• **RECORDS SHOWN**
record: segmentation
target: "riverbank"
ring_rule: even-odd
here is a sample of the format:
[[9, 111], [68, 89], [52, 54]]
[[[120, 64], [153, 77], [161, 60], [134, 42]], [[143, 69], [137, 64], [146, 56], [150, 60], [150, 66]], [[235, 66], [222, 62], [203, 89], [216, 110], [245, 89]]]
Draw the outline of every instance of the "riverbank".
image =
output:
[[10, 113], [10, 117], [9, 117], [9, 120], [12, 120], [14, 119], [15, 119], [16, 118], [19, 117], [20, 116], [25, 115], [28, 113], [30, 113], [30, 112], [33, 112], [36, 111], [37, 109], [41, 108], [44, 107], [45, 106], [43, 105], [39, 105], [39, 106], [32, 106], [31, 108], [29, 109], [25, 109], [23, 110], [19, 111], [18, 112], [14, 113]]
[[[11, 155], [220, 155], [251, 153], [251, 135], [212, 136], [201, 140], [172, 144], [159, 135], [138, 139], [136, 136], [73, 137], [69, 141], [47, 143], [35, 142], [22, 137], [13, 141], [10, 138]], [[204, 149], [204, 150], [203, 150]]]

• **TO BE DONE**
Copy every row above word for word, changing and omitting nothing.

• **EXERCISE RESPONSE**
record: segmentation
target: "riverbank"
ring_rule: even-odd
here is a sample of the format:
[[9, 111], [68, 89], [52, 54]]
[[[120, 64], [153, 77], [161, 60], [134, 42]], [[143, 69], [137, 64], [146, 56], [150, 60], [150, 66]], [[235, 66], [222, 62], [203, 89], [216, 110], [245, 89]]]
Draw the outline of every instance of the "riverbank".
image =
output:
[[10, 113], [10, 117], [9, 117], [9, 120], [12, 120], [14, 119], [15, 119], [16, 118], [19, 117], [20, 116], [25, 115], [28, 113], [30, 113], [30, 112], [33, 112], [36, 111], [37, 109], [41, 108], [44, 107], [45, 106], [43, 105], [39, 105], [39, 106], [32, 106], [31, 108], [29, 109], [25, 109], [23, 110], [19, 111], [18, 112], [14, 113]]
[[[11, 155], [220, 155], [251, 153], [251, 135], [212, 136], [201, 140], [172, 144], [159, 135], [138, 139], [136, 136], [73, 137], [69, 141], [47, 143], [35, 142], [22, 137], [13, 141], [10, 138]], [[204, 149], [204, 150], [203, 150]]]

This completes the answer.